> WRITTEN INSTRUCTION A
Name every alias that the script in the thread on joining tuples in Pig assigns with an equals sign.
> WRITTEN INSTRUCTION B
In the thread on joining tuples in Pig, what delimiter does the script pass to PigStorage when loading both inputs?
> WRITTEN INSTRUCTION C
Reproduce everything in the Pig thread from "2 (c,d,c,d)" down to "(2,(2,3,c,d,c,d))", word for word.

** start EXCERPT **

Reputation: 10139
I have two sets of tuples and I want to inner join them by first element and merge other parts into one tuple, wondering how to implement this in Pig on Hadoop?
Input two tuple sets,
1,(1,2)
2,(2,3)
1,(b,c,b,c)
2,(c,d,c,d)
Expected output,
1,(1,2,b,c,b,c)
2,(2,3,c,d,c,d)
thanks in advance, Lin
Upvotes: 4
Views: 1688
Reputation: 2287
A thought worth contemplating ...
Inputs :
dataA :
1 (1,2)
2 (2,3)
dataB:
1 (b,c,b,c)
2 (c,d,c,d)
Pig Script :
A = LOAD 'dataA' USING PigStorage('\t') AS (aid:long, atuple : tuple(af1:long, af2:long));
B = LOAD 'dataB' USING PigStorage('\t') AS (bid:long, btuple : tuple(bf1:chararray, bf2:chararray, bf3:chararray, bf4:chararray));
C = JOIN A BY aid, B BY bid;
D = FOREACH C GENERATE aid AS id, FLATTEN(atuple) AS (af1:long, af2:long) , FLATTEN(btuple) AS (bf1:chararray, bf2:chararray, bf3:chararray, bf4:chararray);
E = FOREACH D GENERATE id, (af1..bf4);
DUMP E;
Output : DUMP E :
(1,(1,2,b,c,b,c))
(2,(2,3,c,d,c,d))
Upvotes: 1

** end EXCERPT **
** start DATA ROWS **

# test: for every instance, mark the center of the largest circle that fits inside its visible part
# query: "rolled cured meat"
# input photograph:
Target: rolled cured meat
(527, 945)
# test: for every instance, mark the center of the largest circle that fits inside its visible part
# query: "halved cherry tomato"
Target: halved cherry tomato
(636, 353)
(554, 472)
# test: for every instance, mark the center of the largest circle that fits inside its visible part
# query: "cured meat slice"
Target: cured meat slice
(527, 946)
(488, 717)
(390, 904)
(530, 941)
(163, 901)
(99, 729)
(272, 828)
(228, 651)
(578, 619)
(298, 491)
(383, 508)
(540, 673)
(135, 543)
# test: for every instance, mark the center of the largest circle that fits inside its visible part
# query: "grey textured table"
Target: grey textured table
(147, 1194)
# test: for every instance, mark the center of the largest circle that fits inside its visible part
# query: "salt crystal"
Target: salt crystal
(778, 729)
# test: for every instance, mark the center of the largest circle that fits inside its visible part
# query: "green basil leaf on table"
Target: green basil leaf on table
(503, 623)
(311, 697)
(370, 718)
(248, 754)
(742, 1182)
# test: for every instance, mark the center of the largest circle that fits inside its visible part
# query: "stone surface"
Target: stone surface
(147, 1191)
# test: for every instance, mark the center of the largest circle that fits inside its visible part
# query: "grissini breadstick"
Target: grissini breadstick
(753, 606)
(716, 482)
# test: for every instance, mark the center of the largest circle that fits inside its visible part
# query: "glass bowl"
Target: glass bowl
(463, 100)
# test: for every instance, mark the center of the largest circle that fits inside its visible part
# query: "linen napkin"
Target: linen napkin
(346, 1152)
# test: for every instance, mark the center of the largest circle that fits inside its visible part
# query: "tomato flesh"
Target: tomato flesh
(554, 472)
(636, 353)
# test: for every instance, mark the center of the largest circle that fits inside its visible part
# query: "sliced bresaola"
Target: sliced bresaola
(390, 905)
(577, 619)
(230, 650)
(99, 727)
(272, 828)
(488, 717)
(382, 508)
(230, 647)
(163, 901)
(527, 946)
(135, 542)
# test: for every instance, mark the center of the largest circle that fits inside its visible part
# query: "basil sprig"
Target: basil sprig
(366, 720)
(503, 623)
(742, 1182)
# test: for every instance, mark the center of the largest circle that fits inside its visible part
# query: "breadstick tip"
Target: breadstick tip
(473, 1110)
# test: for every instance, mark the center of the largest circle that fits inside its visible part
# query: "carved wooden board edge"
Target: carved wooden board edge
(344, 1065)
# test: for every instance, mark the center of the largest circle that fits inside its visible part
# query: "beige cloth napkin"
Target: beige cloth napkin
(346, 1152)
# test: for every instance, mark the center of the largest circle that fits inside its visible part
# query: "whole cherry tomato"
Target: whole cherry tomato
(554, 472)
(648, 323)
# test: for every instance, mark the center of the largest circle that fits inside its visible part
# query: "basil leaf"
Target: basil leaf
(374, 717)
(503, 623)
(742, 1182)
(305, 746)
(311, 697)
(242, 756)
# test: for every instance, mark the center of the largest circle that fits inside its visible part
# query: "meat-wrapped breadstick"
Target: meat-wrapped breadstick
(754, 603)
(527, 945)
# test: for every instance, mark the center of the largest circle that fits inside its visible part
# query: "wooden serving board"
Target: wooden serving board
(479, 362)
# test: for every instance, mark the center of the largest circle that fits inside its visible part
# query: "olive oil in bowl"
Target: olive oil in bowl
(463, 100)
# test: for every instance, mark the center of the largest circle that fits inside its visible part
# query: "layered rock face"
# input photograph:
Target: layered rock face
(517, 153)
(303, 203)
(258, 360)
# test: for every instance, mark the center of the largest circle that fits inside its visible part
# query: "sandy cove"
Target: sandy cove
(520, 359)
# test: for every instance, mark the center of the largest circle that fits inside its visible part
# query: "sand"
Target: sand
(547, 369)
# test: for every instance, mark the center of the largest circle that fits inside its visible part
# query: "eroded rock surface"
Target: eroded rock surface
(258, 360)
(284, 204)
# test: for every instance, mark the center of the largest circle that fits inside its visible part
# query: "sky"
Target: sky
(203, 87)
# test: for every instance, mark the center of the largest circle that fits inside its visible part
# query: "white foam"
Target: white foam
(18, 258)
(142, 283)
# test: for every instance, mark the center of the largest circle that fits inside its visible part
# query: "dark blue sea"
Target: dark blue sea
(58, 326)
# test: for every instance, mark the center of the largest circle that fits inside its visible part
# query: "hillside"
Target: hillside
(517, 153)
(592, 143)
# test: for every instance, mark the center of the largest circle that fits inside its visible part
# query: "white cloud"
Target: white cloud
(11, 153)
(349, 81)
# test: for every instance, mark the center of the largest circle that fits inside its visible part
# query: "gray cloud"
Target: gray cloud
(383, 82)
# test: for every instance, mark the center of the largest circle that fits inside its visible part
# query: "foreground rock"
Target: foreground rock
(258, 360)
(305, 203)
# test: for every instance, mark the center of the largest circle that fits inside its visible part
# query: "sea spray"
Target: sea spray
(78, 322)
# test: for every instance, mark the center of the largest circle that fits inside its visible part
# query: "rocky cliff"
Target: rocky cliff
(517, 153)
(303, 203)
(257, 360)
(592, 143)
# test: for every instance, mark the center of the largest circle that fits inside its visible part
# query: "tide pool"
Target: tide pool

** end DATA ROWS **

> FINAL ANSWER A
A, B, C, D, E

> FINAL ANSWER B
A tab character ('\t').

> FINAL ANSWER C
2 (c,d,c,d)
Pig Script :
A = LOAD 'dataA' USING PigStorage('\t') AS (aid:long, atuple : tuple(af1:long, af2:long));
B = LOAD 'dataB' USING PigStorage('\t') AS (bid:long, btuple : tuple(bf1:chararray, bf2:chararray, bf3:chararray, bf4:chararray));
C = JOIN A BY aid, B BY bid;
D = FOREACH C GENERATE aid AS id, FLATTEN(atuple) AS (af1:long, af2:long) , FLATTEN(btuple) AS (bf1:chararray, bf2:chararray, bf3:chararray, bf4:chararray);
E = FOREACH D GENERATE id, (af1..bf4);
DUMP E;
Output : DUMP E :
(1,(1,2,b,c,b,c))
(2,(2,3,c,d,c,d))